TEXTO DO DOCUMENTO:
═══

O dono da empresa Maxford Security disse ter sido contratado por Ari Friedler, que se diz dono da Fazenda Hebrom, e Bruno Heller, grileiro que foi alvo da Polícia Federal em 2023. Foto: Fernando Martinho/Mongabay.

  • Um grupo de cerca de 70 pessoas montou um acampamento perto da BR-163, no município de Novo Progresso, no Pará, na esperança de conseguir um lote de terra.

  • A área fica dentro de um assentamento de reforma agrária, o PDS Terra Nossa, que está ilegalmente ocupado por fazendeiros da região.

  • Homens armados contratados pelos fazendeiros cercaram o grupo e estão impedindo a entrada de pessoas.

  • Com 97% da sua área ocupada por invasores, o PDS Terra Nossa tem um histórico de assassinato de lideranças.

NOVO PROGRESSO, Pará — Era meados de outubro quando José, de 54 anos, recebeu no celular a mensagem que tanto esperava. O sonhado assentamento de reforma agrária iria finalmente sair, e ele teria seu lote de terra. Ele não pensou duas vezes. Deixou a família em Porto Velho, Rondônia, e cruzou quase 1.800 quilômetros de moto, em uma viagem de três dias até o município de Novo Progresso, no sudoeste do Pará.

═══

INFORMAÇÕES EXTRAÍDAS:
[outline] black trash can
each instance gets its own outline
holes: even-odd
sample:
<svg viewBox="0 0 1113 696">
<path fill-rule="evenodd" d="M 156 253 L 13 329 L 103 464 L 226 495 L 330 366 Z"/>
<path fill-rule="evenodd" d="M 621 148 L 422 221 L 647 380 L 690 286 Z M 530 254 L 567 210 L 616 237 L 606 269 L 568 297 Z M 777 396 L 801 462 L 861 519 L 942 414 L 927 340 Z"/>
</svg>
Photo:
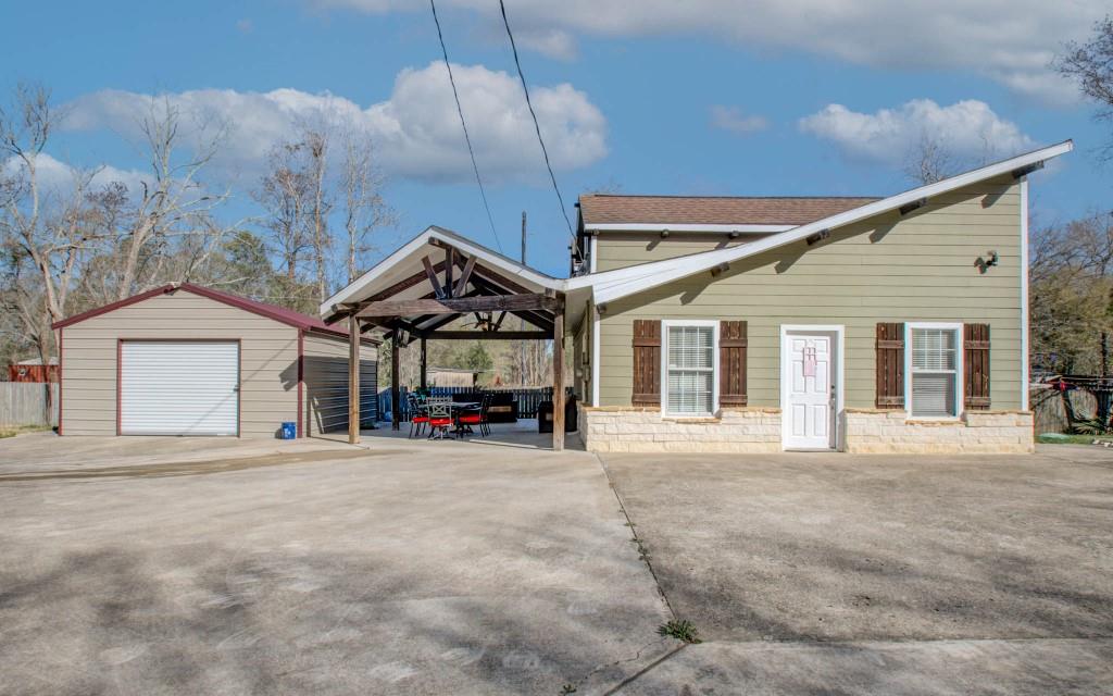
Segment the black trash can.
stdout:
<svg viewBox="0 0 1113 696">
<path fill-rule="evenodd" d="M 578 429 L 578 411 L 575 396 L 569 396 L 564 402 L 564 432 L 575 432 Z M 538 432 L 553 431 L 553 402 L 542 401 L 538 404 Z"/>
</svg>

═══

TAREFAS A CUMPRIR:
(A) Reproduza sem alterações o trecho da reportagem sobre o PDS Terra Nossa que começa em "O dono da empresa" e segue até "entrada de pessoas.".
(B) Diga se cada afirmação a seguir está de acordo com a reportagem sobre o PDS Terra Nossa, respondendo sim ou não e citando literalmente as palavras do texto que decidem.
(i) O acampamento foi montado perto da BR-163, no município de Novo Progresso.
(ii) Invasores ocupam cerca de metade da área do PDS Terra Nossa.
(iii) José fez de carro a viagem de Porto Velho até Novo Progresso.
(C) Dê sequência à reportagem sobre o PDS Terra Nossa, começando logo após a última frase apresentada.

RESPOSTAS DO EXERCÍCIO:
(A)
O dono da empresa Maxford Security disse ter sido contratado por Ari Friedler, que se diz dono da Fazenda Hebrom, e Bruno Heller, grileiro que foi alvo da Polícia Federal em 2023. Foto: Fernando Martinho/Mongabay.

  • Um grupo de cerca de 70 pessoas montou um acampamento perto da BR-163, no município de Novo Progresso, no Pará, na esperança de conseguir um lote de terra.

  • A área fica dentro de um assentamento de reforma agrária, o PDS Terra Nossa, que está ilegalmente ocupado por fazendeiros da região.

  • Homens armados contratados pelos fazendeiros cercaram o grupo e estão impedindo a entrada de pessoas.

(B)
(i) Sim: "montou um acampamento perto da BR-163, no município de Novo Progresso, no Pará"
(ii) Não: "Com 97% da sua área ocupada por invasores"
(iii) Não: "cruzou quase 1.800 quilômetros de moto"

(C)
“Sempre trabalhamos na terra dos outros, e metade do que a gente colhe a gente tem que dar para os outros”, conta José, cuja família sonha com terra própria desde os anos 1980, quando migrou de Minas Gerais para a Amazônia. “Seria uma chance na vida de dar um conforto para a minha família.”

A história é parecida com a de Mariana, de 26 anos, que estava no interior do Maranhão quando recebeu uma mensagem de um amigo do Pará. Um assentamento estava sendo criado, e ela poderia conseguir um lote. “Falaram no Whats que o Incra ia cortar as terras”, ela conta. A jovem vendeu umas poucas galinhas que tinha no Maranhão, pegou a filha de dois anos e viajou 2 mil quilômetros até o pedaço de terra prometida.

José e Mariana, cujos nomes verdadeiros foram omitidos por razões de segurança, agora fazem parte de um grupo de cerca de 70 pessoas acampadas em barracos de lona em uma área a cerca de 10 quilômetros da BR-163, rodovia que liga o norte do Mato Grosso a Santarém, no Pará.

Segundo os acampados, o grupo já foi maior, de cerca de 300 pessoas. Mas muita gente foi embora depois que homens armados fecharam a porteira que dá acesso à área e instalaram uma guarita bem na entrada do acampamento. Outras duas guaritas com guardas armados foram instaladas ao redor do grupo.

Grupo de luta pela terra está acampado desde meados de outubro em área ocupada por grileiros dentro do PDS Terra Nossa. Foto: Fernando Martinho/Mongabay.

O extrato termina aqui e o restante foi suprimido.